TEXT SEGMENT

----------

2004 cell phone model manufactured by Nokia

The Nokia 3230 is a Symbian Series 60 mobile phone announced on November 2, 2004. It was billed as the first Series 60 phone aimed at the mass-market rather than the higher-end Series 60 devices with a relatively low cost of 350 euros when released in Q4 2004. This phone was designed as a replacement for two previous youth-oriented Nokia phones - the Nokia 3660 Series 60 smartphone and the Nokia 3220 feature phone. No variant of this phone was released for the United States market.

It runs on Series 60 2nd Edition Feature Pack 1 (Version 2.1), based on Symbian OS 7.0s. It features several games (including multiplayer Bluetooth games), a 1.23-megapixel camera, Nokia Lifeblog, a 32 MB RS-MMC to store extra images and applications, Push to Talk, a 176×208 pixel 65,536-colour screen, multimedia messaging, and RealPlayer.

The Nokia 3230 is one of the first with Push to Talk over Cellular (PoC), a walkie-talkie style method of communicating, and also Visual Radio, which enhances a normal radio receiver with extra info about artists and songs delivered over GPRS.

For data transfer, the phone can use EDGE to upload up to 35.2 kbit/s and download up to 178.6 kbit/s, and is a GPRS multislot class 10, up to 80 kbit/s.

== Known issues ==
It has been frequently reported that fine dust get into the space between the LCD screen and the transparent plastic cover. The dust can be manually removed by opening the plastic case.

----------

EXCERPTED RECORDS
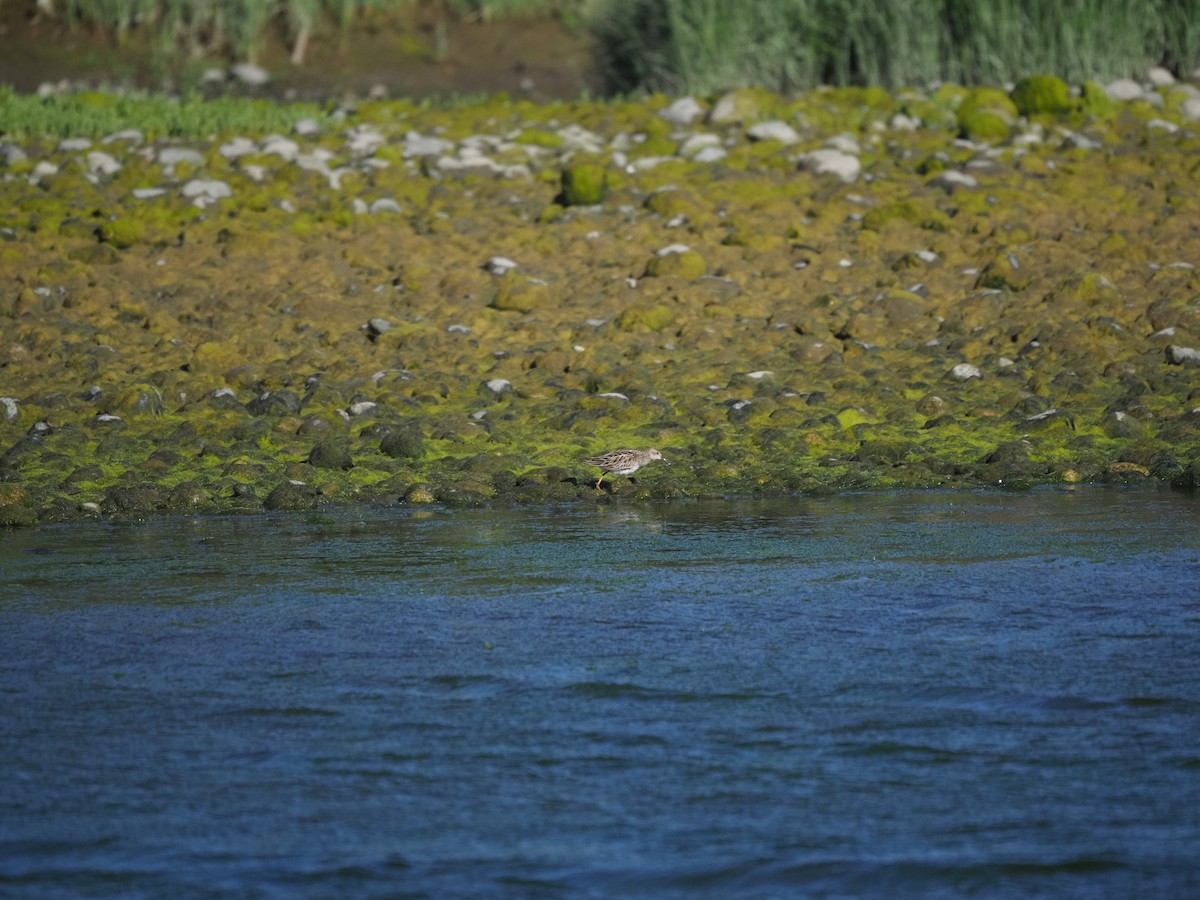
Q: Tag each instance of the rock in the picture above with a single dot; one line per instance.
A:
(405, 443)
(773, 130)
(497, 388)
(1125, 89)
(251, 75)
(417, 145)
(204, 191)
(987, 114)
(292, 497)
(101, 163)
(832, 162)
(330, 454)
(177, 155)
(741, 105)
(683, 112)
(1037, 95)
(697, 143)
(1159, 77)
(1182, 355)
(585, 184)
(965, 372)
(499, 265)
(678, 261)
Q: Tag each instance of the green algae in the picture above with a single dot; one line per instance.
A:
(1053, 299)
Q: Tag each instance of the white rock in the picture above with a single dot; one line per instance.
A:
(238, 147)
(207, 189)
(844, 142)
(683, 112)
(773, 130)
(285, 148)
(417, 144)
(175, 155)
(101, 163)
(832, 162)
(306, 127)
(1125, 89)
(576, 137)
(953, 179)
(384, 204)
(251, 75)
(695, 143)
(365, 141)
(499, 265)
(1159, 77)
(130, 136)
(711, 154)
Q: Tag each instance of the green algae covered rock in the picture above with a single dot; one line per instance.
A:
(682, 264)
(987, 114)
(1095, 100)
(585, 184)
(1041, 95)
(653, 317)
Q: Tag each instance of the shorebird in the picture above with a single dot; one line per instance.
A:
(622, 462)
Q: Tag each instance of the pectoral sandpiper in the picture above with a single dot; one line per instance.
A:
(622, 462)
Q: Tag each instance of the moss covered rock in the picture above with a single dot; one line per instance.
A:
(1042, 95)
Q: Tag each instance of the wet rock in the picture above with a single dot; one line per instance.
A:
(683, 112)
(330, 454)
(844, 166)
(293, 497)
(405, 443)
(281, 402)
(1182, 355)
(139, 499)
(773, 130)
(585, 184)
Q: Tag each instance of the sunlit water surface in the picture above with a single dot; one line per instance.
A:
(881, 695)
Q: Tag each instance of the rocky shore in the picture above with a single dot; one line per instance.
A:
(395, 303)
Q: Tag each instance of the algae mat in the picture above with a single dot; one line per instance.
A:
(402, 303)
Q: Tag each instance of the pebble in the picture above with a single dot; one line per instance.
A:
(952, 180)
(207, 190)
(175, 155)
(251, 75)
(833, 162)
(774, 130)
(499, 265)
(683, 112)
(1125, 89)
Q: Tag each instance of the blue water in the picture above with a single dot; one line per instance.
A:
(925, 695)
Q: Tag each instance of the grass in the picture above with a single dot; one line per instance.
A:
(94, 115)
(702, 46)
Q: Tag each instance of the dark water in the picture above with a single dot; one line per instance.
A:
(888, 695)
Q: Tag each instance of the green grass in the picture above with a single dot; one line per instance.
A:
(702, 46)
(93, 115)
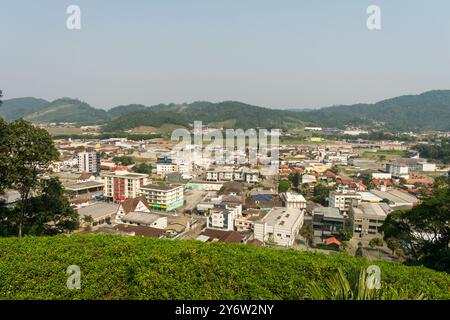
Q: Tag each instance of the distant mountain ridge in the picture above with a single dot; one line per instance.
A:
(426, 111)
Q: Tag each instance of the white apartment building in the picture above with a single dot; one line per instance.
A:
(397, 169)
(343, 199)
(367, 218)
(89, 162)
(281, 225)
(145, 219)
(165, 168)
(120, 185)
(232, 174)
(293, 200)
(381, 175)
(166, 197)
(423, 166)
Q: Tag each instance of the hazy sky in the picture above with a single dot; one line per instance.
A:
(271, 53)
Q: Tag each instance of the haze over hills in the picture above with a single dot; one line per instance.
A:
(426, 111)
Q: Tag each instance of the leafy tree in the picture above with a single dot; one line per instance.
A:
(346, 234)
(360, 251)
(376, 243)
(394, 244)
(425, 229)
(307, 232)
(284, 186)
(354, 287)
(50, 213)
(88, 220)
(27, 153)
(321, 193)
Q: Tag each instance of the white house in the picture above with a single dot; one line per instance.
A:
(280, 225)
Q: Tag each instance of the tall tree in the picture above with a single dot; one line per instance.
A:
(28, 152)
(425, 229)
(50, 212)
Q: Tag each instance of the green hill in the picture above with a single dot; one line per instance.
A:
(426, 111)
(67, 110)
(227, 114)
(17, 108)
(119, 267)
(119, 111)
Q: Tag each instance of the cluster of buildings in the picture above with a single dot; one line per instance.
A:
(238, 202)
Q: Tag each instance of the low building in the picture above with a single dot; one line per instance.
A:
(381, 175)
(343, 199)
(89, 162)
(139, 231)
(280, 226)
(396, 198)
(138, 204)
(398, 169)
(327, 222)
(100, 212)
(293, 200)
(166, 197)
(212, 235)
(120, 185)
(423, 166)
(145, 219)
(367, 218)
(232, 174)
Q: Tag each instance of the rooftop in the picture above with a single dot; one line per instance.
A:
(99, 210)
(328, 212)
(161, 187)
(373, 209)
(282, 216)
(396, 197)
(141, 217)
(293, 197)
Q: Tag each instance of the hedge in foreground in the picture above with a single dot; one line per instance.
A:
(118, 267)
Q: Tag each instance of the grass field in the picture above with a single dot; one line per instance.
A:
(121, 267)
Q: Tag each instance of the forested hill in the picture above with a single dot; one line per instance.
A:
(228, 114)
(426, 111)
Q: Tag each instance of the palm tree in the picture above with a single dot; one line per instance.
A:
(354, 287)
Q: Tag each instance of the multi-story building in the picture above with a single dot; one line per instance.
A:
(343, 199)
(166, 197)
(222, 216)
(232, 174)
(292, 200)
(280, 226)
(327, 223)
(89, 162)
(397, 169)
(120, 185)
(367, 218)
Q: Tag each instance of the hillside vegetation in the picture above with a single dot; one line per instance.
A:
(117, 267)
(427, 111)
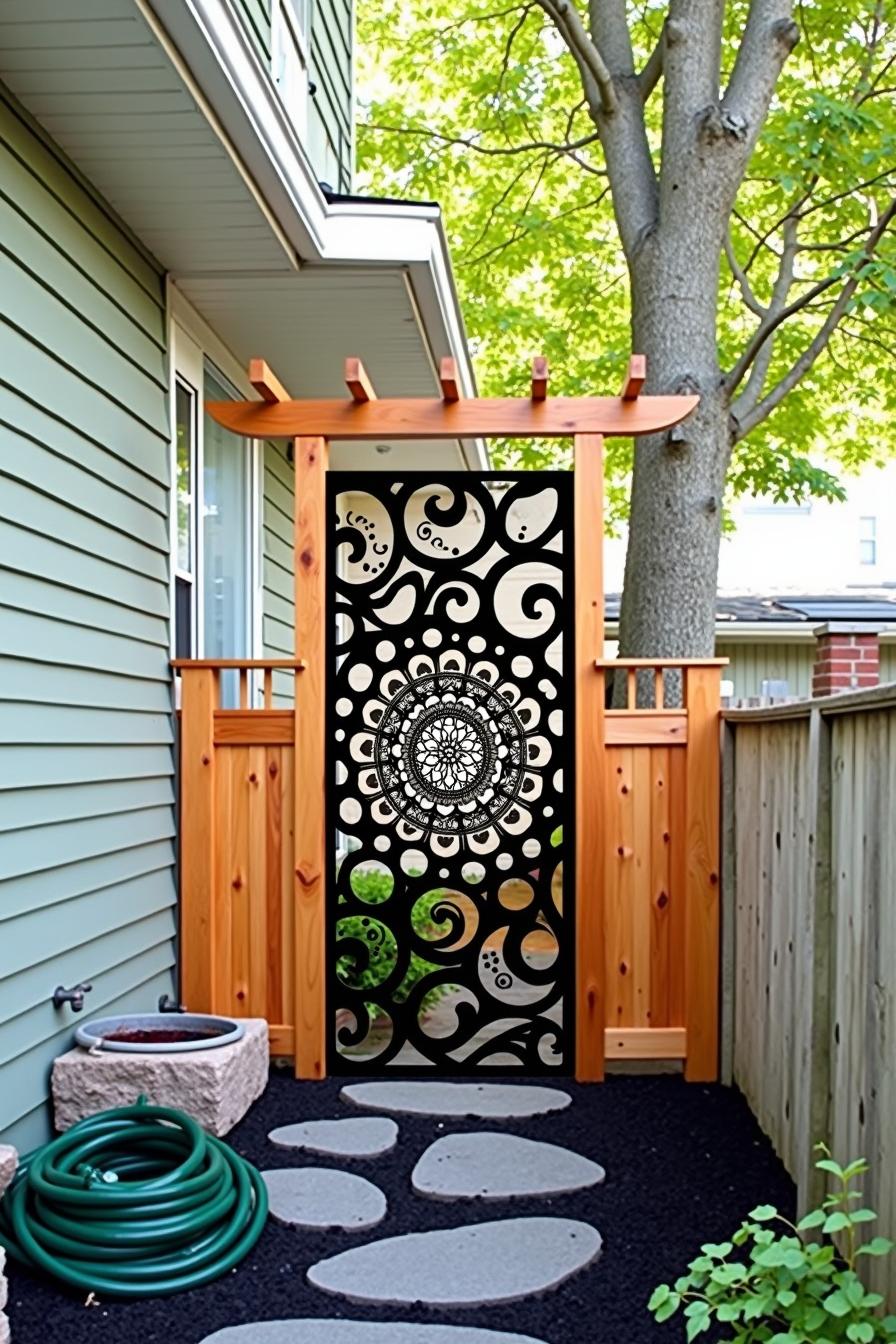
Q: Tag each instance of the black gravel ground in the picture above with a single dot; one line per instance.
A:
(684, 1164)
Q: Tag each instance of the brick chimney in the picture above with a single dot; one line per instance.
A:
(846, 657)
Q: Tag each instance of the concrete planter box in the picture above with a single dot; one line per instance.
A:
(214, 1086)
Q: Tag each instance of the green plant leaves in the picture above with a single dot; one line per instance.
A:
(771, 1285)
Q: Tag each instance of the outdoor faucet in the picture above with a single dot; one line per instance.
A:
(74, 996)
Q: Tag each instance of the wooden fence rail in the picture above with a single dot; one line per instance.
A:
(654, 891)
(809, 825)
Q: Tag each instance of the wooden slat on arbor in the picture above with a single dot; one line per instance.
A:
(503, 417)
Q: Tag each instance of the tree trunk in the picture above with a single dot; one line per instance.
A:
(675, 527)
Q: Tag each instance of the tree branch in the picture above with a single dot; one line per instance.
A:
(781, 290)
(501, 151)
(801, 367)
(743, 284)
(589, 59)
(774, 320)
(652, 73)
(770, 35)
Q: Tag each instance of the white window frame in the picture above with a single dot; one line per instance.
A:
(290, 59)
(192, 346)
(868, 538)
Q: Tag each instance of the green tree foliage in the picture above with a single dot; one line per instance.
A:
(481, 106)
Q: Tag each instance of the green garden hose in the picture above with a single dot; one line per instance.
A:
(135, 1202)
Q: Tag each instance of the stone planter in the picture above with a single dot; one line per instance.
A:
(214, 1086)
(8, 1163)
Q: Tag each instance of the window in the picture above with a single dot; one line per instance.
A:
(868, 540)
(216, 523)
(289, 58)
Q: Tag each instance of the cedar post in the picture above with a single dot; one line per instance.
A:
(309, 792)
(701, 902)
(590, 1018)
(198, 837)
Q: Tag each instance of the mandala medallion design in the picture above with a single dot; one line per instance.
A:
(450, 753)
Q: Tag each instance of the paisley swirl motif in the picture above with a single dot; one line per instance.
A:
(448, 682)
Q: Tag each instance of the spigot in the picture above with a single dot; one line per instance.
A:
(74, 996)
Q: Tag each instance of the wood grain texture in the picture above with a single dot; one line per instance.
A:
(701, 914)
(310, 457)
(636, 378)
(590, 761)
(448, 378)
(646, 1043)
(198, 844)
(396, 418)
(539, 378)
(359, 382)
(645, 727)
(253, 727)
(265, 382)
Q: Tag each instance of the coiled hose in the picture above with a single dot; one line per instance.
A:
(133, 1202)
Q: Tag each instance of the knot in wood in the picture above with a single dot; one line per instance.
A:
(718, 122)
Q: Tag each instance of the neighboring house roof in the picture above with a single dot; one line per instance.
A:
(789, 614)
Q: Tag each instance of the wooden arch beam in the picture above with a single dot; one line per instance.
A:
(497, 417)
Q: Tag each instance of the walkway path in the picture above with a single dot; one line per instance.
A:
(503, 1212)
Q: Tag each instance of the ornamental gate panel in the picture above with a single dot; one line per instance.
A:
(450, 772)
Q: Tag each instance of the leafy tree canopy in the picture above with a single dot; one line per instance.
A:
(481, 108)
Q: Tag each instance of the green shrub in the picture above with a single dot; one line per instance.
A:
(774, 1284)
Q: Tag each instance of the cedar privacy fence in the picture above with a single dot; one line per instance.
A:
(809, 890)
(653, 782)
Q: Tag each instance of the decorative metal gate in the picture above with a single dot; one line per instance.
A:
(450, 772)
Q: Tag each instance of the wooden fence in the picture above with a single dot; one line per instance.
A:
(654, 898)
(809, 828)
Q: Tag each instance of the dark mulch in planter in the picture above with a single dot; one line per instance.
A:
(684, 1164)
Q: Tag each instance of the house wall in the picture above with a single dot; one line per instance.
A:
(331, 108)
(277, 566)
(751, 664)
(255, 18)
(86, 789)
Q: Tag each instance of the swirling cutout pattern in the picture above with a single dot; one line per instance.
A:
(450, 659)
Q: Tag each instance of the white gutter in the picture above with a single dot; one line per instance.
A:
(767, 632)
(215, 46)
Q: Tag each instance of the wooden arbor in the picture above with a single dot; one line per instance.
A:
(646, 790)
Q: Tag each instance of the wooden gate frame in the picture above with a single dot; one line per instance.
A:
(312, 425)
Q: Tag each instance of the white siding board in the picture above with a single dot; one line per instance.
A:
(32, 636)
(73, 842)
(51, 683)
(24, 593)
(36, 766)
(57, 887)
(43, 515)
(31, 808)
(26, 553)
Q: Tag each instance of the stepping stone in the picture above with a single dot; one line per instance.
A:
(492, 1101)
(315, 1196)
(478, 1265)
(368, 1136)
(324, 1331)
(500, 1167)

----------

WORK TASK
Write out the stretch of the Nokia 3230 text from "The Nokia 3230 is one" through "to 80 kbit/s.", swapping "walkie-talkie" for "two-way radio". The data has nothing to do with the Nokia 3230 text.

WRITTEN ANSWER
The Nokia 3230 is one of the first with Push to Talk over Cellular (PoC), a two-way radio style method of communicating, and also Visual Radio, which enhances a normal radio receiver with extra info about artists and songs delivered over GPRS.

For data transfer, the phone can use EDGE to upload up to 35.2 kbit/s and download up to 178.6 kbit/s, and is a GPRS multislot class 10, up to 80 kbit/s.